- _Problem to work on_
The lines that make up this material should each be returned exactly.

- _Records to process_
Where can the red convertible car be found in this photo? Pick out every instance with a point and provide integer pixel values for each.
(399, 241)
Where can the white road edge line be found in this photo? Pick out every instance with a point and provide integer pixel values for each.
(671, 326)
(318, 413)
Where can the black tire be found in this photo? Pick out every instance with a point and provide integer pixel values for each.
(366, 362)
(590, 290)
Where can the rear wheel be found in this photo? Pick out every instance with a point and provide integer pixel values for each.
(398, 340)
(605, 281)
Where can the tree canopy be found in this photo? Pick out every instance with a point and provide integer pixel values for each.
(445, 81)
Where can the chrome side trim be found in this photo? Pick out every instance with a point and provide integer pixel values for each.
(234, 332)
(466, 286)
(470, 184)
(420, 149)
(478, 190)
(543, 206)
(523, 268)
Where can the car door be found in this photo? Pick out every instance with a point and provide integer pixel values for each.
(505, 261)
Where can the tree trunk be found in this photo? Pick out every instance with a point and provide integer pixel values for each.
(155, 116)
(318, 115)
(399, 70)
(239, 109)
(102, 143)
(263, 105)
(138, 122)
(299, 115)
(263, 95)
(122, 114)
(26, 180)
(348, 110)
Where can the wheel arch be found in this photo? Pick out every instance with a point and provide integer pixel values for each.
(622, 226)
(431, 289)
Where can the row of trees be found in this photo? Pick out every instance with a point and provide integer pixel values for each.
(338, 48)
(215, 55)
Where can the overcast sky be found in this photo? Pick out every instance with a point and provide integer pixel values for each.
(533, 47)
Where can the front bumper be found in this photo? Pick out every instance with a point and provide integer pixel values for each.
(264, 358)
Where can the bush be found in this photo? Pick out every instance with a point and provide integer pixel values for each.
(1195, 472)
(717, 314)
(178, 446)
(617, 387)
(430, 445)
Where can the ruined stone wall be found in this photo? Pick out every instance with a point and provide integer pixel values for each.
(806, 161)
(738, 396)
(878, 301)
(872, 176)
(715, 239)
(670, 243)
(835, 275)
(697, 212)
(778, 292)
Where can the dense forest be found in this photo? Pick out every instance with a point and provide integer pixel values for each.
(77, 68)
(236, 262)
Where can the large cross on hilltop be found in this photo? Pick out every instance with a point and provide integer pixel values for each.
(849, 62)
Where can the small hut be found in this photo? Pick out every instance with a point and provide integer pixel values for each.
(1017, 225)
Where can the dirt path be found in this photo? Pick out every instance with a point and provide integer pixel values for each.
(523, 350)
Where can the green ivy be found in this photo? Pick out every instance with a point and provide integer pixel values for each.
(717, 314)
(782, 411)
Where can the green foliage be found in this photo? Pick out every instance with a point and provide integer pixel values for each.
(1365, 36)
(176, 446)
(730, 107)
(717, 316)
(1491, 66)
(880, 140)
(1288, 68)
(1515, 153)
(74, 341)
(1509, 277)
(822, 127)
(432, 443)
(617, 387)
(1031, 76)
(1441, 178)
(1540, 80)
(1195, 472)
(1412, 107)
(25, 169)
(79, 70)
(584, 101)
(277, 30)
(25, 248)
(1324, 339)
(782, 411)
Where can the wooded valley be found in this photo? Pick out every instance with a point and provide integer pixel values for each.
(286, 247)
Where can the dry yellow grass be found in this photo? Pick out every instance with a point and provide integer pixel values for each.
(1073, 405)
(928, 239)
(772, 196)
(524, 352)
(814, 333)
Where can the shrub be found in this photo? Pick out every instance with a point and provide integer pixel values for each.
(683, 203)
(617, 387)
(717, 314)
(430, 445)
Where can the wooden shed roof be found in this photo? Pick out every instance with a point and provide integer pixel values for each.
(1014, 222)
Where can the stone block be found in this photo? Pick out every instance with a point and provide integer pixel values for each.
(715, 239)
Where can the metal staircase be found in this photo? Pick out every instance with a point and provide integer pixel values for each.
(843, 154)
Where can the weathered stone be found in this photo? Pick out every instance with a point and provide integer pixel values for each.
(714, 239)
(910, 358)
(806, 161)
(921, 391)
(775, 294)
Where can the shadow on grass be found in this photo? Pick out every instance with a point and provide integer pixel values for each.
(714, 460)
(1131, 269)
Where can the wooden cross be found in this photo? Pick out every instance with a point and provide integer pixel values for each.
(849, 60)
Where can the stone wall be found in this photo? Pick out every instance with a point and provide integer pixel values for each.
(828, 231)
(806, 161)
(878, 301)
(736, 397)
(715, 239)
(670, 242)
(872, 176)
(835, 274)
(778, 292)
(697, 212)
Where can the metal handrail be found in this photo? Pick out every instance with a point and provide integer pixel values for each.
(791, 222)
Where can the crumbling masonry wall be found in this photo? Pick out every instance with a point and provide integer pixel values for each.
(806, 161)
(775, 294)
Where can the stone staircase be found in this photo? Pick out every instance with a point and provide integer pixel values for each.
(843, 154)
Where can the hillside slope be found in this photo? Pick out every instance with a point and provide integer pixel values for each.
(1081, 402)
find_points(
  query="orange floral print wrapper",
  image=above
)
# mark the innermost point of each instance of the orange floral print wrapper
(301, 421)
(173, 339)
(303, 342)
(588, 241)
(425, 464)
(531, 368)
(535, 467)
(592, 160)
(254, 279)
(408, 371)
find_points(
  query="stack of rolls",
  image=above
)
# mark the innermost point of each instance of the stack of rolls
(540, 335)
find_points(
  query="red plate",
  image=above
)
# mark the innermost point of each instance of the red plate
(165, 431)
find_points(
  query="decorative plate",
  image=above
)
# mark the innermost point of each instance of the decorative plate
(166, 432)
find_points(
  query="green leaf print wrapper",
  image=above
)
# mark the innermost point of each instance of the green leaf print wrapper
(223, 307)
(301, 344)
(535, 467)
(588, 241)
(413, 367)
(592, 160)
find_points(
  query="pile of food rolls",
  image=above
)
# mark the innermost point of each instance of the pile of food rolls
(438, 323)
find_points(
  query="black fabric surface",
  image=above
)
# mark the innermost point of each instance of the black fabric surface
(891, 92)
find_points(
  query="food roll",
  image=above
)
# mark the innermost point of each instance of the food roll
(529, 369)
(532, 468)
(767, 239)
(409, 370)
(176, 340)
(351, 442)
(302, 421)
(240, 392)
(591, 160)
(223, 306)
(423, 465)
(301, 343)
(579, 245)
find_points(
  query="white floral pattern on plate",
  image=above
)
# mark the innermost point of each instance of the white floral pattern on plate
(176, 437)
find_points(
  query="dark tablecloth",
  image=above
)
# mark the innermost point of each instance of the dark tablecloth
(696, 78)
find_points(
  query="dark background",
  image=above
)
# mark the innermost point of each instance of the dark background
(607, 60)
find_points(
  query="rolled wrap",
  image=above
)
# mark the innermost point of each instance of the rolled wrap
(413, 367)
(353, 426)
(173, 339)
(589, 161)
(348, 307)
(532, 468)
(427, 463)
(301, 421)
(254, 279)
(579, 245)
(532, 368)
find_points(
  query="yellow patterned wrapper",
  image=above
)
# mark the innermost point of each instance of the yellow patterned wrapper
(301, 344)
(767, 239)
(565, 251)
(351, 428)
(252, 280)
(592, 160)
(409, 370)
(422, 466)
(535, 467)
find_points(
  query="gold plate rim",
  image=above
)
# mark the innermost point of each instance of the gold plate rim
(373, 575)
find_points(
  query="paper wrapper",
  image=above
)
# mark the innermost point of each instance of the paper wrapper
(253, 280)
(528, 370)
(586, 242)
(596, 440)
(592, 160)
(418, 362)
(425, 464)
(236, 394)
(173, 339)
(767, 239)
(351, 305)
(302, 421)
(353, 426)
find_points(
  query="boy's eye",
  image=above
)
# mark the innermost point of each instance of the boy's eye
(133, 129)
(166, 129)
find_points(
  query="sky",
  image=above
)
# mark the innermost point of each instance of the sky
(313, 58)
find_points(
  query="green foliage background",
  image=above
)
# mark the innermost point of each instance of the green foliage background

- _Task output_
Where can the red convertible car be found in this photo? Pick out every instance with a point and provide integer pixel values for each.
(399, 241)
Where can the white road edge line be found in this photo? Pick out every instance with a point and provide integer pixel values for each.
(671, 326)
(318, 413)
Where can the black tire be found in this photo? Pick out every instance with a point and provide integer pixel values for each.
(366, 362)
(590, 290)
Where can the rear wheel be found in this photo? Pick out every instance with a point and provide integer pixel values for each.
(398, 340)
(605, 281)
Where can the tree canopy be found in this photo? Pick out every instance with a point and provide integer pixel values for each.
(445, 81)
Where can the chrome side trim be found in this photo? Pick out every instance with a point and provide integer pixel values for each.
(234, 332)
(466, 286)
(470, 184)
(420, 149)
(478, 190)
(543, 206)
(523, 268)
Where can the car door be found in this photo? Pick out every instance with a point and provide integer pixel values for each.
(505, 261)
Where can the tree trunk be found in this photo? Pick out every instance with a point and provide integer pixel values for each.
(155, 116)
(318, 115)
(399, 70)
(239, 109)
(102, 143)
(263, 105)
(138, 122)
(299, 115)
(263, 95)
(122, 114)
(26, 180)
(348, 110)
Where can the wheel arch be found in this photo? Pick out every instance with a point and provide integer pixel values for each.
(622, 226)
(431, 289)
Where can the row of trees be found in this photo? Pick out every instance with a point and provide integer pixel values for each.
(338, 48)
(215, 55)
Where can the overcast sky be found in this photo? Pick out every instance with a point and provide integer pixel values for each.
(533, 47)
Where can the front bumper be found in this photo? Pick out every instance with a point and provide integer pixel values for each.
(264, 358)
Where can the bush be found in this photo? Pick out every instance with a point and provide integer pixel values for each.
(1195, 472)
(717, 314)
(178, 446)
(617, 387)
(430, 445)
Where can the ruined stone wall be found in this photo? Pick out every instance with a point and provide integer pixel values for each.
(806, 161)
(738, 396)
(878, 301)
(872, 176)
(715, 239)
(670, 243)
(835, 275)
(697, 212)
(778, 292)
Where can the dense forest be found in this photo? Pick out every instance with a point and provide integer pixel values for each.
(77, 68)
(236, 262)
Where can the large cross on hilltop be found in this photo? Pick out every instance with a point and provide integer pixel values for each.
(849, 62)
Where can the small hut be found in this photo? Pick out every instance with a point and provide integer pixel values for each.
(1017, 225)
Where can the dirt path be found in this photo? Pick out every instance with a point and provide integer pixel values for each.
(523, 350)
Where can the green ivy be found in this photo? Pick out every instance with a point and provide integer pixel values for each.
(717, 314)
(782, 411)
Where can the green foliage be found in this photo? Pick out every instance with a point and provide integer pixel values for each.
(1365, 36)
(176, 446)
(730, 107)
(717, 316)
(1491, 66)
(880, 140)
(1288, 68)
(1515, 153)
(74, 341)
(1509, 277)
(822, 127)
(432, 443)
(617, 387)
(1031, 76)
(1441, 178)
(1540, 80)
(1195, 472)
(1412, 107)
(25, 169)
(79, 70)
(584, 101)
(277, 30)
(25, 248)
(1324, 339)
(782, 411)
Where can the wooded valley be found in this photo? Pick out every instance with a point and provide integer pixel values for each.
(286, 247)
Where can the dry yellow grass be found in this photo? Pick out every instance with a point and provide integer pixel values for each.
(1073, 405)
(928, 239)
(772, 196)
(524, 352)
(814, 333)
Where can the shrub be found in this photo? Pick out every instance with a point and provide integer pixel values for each.
(683, 203)
(617, 387)
(717, 314)
(430, 445)
Where can the wooden shed roof be found in this photo? Pick out every instance with a point and provide integer pixel values for each.
(1014, 222)
Where can the stone block be found in this photo? Pick out every instance with a point and provide integer pixel values for each.
(715, 239)
Where can the metal staircase be found in this photo? Pick out every instance with a point and provide integer pixel values for each.
(843, 154)
Where can the weathered stone be found in this photo? Pick out every instance with a point and provide integer pixel values for each.
(714, 239)
(910, 358)
(806, 161)
(921, 391)
(775, 294)
Where can the shadow on grass be found in this photo? Pick out every instance with a point and provide integer pixel values for each.
(714, 460)
(1131, 269)
Where can the wooden cross be found in this photo? Pick out every instance with a point and provide integer pixel values for each.
(849, 60)
Where can the stone wall be found in this photo? Pick out every instance with a point and provide integer pixel values for each.
(828, 231)
(806, 161)
(878, 301)
(736, 397)
(715, 239)
(670, 242)
(872, 176)
(835, 274)
(778, 292)
(697, 212)
Where can the metal handrail be found in this photo? Pick out every instance with a point and provide integer pixel values for each.
(791, 222)
Where can the crumbling masonry wall be found in this photo? Pick out every instance with a point and provide integer pixel values for each.
(806, 161)
(775, 294)
Where can the stone staircase be found in this photo? Pick out every instance with a point and provide integer pixel values for each.
(843, 154)
Where can the hillside slope be found in this photo? Pick out every instance with a point and provide integer pixel values for each.
(1081, 402)
find_points(
  query="orange floral print wrapper",
  image=above
)
# mark the innermost point of each instance of the orange floral print wrapper
(301, 421)
(173, 339)
(303, 342)
(588, 241)
(425, 464)
(531, 368)
(535, 467)
(592, 160)
(254, 279)
(408, 371)
find_points(
  query="stack of rolls",
  image=above
)
# mark the innermost point of each instance of the stack of rolls
(540, 335)
find_points(
  query="red plate",
  image=above
)
# mark the innermost point of each instance of the red plate
(165, 431)
find_points(
  query="decorative plate",
  image=above
)
# mark the innermost point of each instance of the decorative plate
(166, 432)
find_points(
  query="green leaf print wrapper",
  image=above
)
# mark the innermost point of each instance of the green leaf print wrapper
(223, 307)
(301, 344)
(535, 467)
(588, 241)
(413, 367)
(592, 160)
find_points(
  query="pile of food rolls",
  image=above
)
# mark the innermost point of each instance of the pile of food rolls
(438, 323)
find_points(
  query="black fabric surface",
  image=above
)
# mark the innermost point of each instance of the black fabric surface
(891, 92)
find_points(
  query="food roll",
  image=above
)
# mark the innermost point of each instance of the food roll
(529, 369)
(532, 468)
(767, 239)
(409, 370)
(176, 340)
(351, 442)
(302, 421)
(240, 392)
(591, 160)
(223, 306)
(423, 465)
(301, 343)
(579, 245)
find_points(
  query="white floral pattern on plate",
  image=above
)
# mark the innermost point of each instance of the white floral pattern on plate
(176, 437)
find_points(
  query="dark tablecloth",
  image=above
)
# mark the innermost point of each instance of the dark tablecloth
(696, 78)
find_points(
  query="dark background",
  image=above
)
# mark the innermost point of each instance of the dark background
(607, 60)
find_points(
  query="rolled wrap",
  image=above
)
# mark the innermost point of each instance of the rolled wrap
(413, 367)
(353, 426)
(173, 339)
(589, 161)
(348, 307)
(532, 468)
(427, 463)
(301, 421)
(254, 279)
(579, 245)
(532, 368)
find_points(
  query="yellow patterned wrapper",
  image=above
)
# mark the innermost point of each instance of the yellow patterned wrapper
(301, 344)
(767, 239)
(565, 251)
(351, 428)
(252, 280)
(592, 160)
(409, 370)
(422, 466)
(535, 467)
find_points(
  query="gold plate rim",
  image=above
)
# mark the innermost point of each instance of the gold plate rim
(373, 575)
find_points(
  query="paper wrapper",
  image=above
)
# mark the innermost point of each instance of the paper wrapper
(253, 280)
(528, 370)
(586, 242)
(596, 440)
(592, 160)
(418, 362)
(425, 464)
(236, 394)
(173, 339)
(767, 239)
(351, 305)
(302, 421)
(353, 426)
find_points(
  query="boy's eye",
  image=above
)
# mark the innermost point of each instance of the boy's eye
(133, 129)
(166, 129)
find_points(
  query="sky",
  image=above
)
# mark the innermost point of each instance of the sky
(313, 58)
find_points(
  query="green foliage background",
  image=above
)
# mark the innermost point of each instance of the green foliage background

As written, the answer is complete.